#### Records supplied

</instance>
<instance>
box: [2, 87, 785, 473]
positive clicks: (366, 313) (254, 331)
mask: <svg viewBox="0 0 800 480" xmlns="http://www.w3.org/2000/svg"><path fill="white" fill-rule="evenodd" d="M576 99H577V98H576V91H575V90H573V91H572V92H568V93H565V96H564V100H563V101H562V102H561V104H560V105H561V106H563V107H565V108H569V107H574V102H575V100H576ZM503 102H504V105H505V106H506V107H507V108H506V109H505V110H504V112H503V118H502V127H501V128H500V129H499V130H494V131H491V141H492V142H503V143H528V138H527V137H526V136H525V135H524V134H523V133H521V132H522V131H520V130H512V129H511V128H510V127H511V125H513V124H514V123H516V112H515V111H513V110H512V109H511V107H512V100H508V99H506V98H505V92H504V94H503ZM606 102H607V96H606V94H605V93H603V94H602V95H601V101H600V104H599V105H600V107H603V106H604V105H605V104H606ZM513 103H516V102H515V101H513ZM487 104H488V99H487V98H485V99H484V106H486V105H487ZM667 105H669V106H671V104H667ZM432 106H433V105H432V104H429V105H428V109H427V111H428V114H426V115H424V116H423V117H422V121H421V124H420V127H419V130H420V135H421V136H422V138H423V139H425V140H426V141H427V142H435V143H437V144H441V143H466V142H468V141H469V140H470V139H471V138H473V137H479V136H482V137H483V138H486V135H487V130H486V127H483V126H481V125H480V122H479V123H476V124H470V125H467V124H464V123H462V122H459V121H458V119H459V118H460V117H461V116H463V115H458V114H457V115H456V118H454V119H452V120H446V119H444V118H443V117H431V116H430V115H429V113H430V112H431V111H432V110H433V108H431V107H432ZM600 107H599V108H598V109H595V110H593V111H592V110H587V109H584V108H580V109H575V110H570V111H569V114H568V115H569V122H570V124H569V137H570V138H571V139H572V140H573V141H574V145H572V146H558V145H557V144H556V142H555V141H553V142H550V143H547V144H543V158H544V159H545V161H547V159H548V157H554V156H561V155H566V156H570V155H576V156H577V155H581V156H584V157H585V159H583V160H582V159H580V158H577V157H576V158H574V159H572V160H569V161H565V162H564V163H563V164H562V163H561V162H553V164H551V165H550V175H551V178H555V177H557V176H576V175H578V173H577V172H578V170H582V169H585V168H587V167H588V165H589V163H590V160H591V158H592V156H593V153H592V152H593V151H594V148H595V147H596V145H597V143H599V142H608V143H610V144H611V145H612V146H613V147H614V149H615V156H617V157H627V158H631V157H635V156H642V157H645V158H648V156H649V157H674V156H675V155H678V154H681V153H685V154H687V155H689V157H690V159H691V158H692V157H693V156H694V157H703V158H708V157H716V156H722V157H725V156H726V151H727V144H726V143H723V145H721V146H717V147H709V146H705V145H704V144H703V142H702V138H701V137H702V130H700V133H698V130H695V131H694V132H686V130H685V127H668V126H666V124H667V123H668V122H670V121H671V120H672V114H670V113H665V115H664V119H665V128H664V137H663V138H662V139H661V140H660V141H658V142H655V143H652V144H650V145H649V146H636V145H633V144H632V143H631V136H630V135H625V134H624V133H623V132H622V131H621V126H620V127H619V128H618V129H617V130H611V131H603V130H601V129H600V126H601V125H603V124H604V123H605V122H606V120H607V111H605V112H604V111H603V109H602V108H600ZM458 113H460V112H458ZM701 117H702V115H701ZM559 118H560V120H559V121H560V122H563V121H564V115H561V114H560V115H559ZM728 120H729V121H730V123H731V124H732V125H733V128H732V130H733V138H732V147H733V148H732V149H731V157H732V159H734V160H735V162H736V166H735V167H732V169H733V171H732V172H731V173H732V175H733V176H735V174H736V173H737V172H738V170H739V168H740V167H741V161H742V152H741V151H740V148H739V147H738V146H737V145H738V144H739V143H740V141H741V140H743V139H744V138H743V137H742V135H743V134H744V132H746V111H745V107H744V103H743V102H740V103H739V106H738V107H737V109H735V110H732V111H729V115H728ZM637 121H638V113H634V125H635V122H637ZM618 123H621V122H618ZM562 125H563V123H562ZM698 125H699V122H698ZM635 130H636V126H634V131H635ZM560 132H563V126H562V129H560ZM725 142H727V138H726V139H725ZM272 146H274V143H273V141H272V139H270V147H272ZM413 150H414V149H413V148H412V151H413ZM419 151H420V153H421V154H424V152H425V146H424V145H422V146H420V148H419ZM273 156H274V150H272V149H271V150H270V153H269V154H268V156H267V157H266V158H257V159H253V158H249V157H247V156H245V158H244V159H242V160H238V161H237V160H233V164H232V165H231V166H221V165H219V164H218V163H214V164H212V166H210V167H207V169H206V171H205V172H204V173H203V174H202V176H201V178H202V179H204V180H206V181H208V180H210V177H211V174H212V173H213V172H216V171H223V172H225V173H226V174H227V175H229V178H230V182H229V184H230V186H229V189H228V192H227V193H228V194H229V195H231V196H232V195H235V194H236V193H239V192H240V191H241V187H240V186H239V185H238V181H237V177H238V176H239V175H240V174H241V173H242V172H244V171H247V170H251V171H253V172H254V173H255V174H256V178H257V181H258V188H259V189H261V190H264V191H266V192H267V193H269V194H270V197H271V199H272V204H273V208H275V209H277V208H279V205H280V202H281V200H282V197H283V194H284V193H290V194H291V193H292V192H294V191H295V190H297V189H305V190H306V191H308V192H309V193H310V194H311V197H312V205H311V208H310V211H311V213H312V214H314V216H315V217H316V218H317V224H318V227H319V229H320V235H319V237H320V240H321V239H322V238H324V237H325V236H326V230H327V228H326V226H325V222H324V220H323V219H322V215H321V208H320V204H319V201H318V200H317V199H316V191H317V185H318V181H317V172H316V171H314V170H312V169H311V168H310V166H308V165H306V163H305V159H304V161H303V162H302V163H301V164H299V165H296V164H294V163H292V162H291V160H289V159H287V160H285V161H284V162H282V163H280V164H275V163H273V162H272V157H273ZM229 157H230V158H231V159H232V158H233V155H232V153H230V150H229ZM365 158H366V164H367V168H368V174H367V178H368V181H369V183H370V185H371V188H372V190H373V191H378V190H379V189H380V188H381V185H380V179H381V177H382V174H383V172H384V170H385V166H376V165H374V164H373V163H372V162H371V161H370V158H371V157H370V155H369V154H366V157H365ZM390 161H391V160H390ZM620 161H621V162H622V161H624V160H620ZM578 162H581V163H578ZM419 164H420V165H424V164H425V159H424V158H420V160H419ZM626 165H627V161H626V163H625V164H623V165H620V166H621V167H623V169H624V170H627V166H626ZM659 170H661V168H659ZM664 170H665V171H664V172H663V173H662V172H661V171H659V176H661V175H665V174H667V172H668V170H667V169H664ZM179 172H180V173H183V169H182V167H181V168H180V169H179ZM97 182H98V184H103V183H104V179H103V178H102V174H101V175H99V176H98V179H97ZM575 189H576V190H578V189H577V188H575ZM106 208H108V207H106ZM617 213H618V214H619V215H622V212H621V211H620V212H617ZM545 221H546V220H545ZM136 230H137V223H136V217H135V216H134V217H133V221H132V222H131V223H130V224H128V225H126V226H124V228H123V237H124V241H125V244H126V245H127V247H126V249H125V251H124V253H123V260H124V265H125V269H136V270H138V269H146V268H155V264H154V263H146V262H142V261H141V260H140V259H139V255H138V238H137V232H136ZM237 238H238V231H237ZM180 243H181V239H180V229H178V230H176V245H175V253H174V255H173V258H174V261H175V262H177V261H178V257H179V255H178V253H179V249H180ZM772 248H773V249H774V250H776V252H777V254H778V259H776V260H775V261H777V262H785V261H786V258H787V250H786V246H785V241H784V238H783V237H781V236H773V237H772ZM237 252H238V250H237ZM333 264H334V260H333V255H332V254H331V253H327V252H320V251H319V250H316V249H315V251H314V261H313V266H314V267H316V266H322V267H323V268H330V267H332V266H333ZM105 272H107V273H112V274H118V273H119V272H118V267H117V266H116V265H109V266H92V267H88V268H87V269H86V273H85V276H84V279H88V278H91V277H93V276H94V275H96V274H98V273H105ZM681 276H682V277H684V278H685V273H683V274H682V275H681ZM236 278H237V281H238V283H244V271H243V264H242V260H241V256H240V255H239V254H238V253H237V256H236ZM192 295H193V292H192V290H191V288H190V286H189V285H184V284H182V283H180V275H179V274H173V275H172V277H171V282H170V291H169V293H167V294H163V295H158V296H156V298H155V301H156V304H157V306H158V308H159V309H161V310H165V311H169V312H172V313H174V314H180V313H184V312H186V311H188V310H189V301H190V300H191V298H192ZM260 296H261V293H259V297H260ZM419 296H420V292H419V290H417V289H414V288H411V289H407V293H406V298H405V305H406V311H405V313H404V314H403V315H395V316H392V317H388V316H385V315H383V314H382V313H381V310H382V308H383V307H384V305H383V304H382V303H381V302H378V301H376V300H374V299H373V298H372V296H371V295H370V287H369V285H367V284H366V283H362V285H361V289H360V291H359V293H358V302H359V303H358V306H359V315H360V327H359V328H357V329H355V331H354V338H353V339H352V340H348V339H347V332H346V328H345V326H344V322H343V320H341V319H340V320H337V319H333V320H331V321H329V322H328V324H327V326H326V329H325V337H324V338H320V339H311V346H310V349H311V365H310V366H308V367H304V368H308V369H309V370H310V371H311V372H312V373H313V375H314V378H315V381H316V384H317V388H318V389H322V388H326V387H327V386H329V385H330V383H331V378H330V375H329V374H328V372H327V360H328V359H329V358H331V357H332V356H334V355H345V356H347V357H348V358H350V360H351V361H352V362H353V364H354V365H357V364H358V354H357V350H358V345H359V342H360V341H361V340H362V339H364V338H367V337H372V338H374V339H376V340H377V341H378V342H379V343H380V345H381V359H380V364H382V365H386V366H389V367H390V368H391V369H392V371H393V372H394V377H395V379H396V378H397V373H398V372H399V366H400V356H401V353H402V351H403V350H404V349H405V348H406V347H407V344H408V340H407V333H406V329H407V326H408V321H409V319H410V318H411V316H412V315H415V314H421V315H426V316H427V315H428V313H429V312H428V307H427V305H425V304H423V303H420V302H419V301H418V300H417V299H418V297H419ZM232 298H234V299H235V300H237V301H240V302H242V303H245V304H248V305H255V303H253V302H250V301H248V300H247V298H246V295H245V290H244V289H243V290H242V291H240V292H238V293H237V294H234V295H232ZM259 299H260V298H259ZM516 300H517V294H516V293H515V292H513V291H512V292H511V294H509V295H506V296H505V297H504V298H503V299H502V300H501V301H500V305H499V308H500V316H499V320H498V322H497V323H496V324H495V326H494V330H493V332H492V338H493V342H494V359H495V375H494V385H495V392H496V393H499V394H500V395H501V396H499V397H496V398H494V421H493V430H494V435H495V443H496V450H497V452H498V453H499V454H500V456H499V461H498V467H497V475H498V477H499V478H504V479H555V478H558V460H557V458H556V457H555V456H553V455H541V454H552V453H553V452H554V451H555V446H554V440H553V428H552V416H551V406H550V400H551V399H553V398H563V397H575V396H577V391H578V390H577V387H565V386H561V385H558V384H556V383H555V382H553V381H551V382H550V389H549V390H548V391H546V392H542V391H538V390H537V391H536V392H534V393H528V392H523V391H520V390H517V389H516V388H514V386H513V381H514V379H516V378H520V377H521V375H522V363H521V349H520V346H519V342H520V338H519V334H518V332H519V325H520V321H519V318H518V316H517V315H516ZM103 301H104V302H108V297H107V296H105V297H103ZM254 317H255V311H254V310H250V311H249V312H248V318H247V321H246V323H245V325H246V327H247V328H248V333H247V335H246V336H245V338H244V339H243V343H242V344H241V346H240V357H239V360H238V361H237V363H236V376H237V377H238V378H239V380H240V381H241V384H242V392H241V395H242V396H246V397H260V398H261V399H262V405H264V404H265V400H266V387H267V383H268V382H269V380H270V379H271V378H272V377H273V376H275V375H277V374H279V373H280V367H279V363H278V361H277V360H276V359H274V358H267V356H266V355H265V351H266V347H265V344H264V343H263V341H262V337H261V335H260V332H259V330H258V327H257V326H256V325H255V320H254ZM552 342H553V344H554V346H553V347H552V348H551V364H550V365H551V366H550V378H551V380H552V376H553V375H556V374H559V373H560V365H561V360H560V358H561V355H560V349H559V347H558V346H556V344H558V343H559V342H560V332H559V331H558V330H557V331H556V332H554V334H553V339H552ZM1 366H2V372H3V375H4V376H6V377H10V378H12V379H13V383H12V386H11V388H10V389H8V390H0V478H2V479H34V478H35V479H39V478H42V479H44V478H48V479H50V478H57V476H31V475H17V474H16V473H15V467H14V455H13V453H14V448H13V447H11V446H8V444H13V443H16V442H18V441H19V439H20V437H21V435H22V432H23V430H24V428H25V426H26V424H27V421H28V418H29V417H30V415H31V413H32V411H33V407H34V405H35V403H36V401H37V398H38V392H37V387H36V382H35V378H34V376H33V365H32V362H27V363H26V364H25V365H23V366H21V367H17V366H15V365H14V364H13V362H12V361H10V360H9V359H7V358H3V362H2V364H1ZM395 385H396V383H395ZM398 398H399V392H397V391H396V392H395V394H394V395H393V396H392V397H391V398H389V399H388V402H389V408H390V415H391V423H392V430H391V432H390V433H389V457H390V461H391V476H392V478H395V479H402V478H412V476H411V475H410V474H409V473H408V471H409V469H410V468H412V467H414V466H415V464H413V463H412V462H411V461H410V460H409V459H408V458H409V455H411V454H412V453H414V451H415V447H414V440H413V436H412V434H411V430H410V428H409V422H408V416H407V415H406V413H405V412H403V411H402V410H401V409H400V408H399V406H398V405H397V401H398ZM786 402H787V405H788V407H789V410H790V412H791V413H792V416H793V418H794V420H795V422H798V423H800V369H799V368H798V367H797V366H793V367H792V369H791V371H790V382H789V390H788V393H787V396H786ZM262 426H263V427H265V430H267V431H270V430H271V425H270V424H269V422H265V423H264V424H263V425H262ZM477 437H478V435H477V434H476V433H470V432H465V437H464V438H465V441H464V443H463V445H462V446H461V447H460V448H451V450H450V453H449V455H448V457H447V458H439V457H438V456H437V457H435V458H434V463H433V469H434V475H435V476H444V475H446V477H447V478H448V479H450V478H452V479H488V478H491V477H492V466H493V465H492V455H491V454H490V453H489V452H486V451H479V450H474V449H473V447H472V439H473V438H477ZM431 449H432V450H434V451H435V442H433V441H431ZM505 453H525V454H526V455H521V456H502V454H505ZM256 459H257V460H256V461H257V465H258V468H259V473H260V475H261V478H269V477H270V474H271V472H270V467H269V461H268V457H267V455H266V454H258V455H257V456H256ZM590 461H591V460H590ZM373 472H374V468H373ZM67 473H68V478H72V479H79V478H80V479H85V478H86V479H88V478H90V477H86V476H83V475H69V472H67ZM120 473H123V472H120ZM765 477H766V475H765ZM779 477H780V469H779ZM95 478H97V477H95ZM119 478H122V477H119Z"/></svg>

########

Reproduce the material word for word, starting at its first line and continuing up to and including the line with "positive clicks: (366, 313) (254, 331)".

# Exercise response:
</instance>
<instance>
box: [2, 87, 785, 473]
positive clicks: (366, 313) (254, 331)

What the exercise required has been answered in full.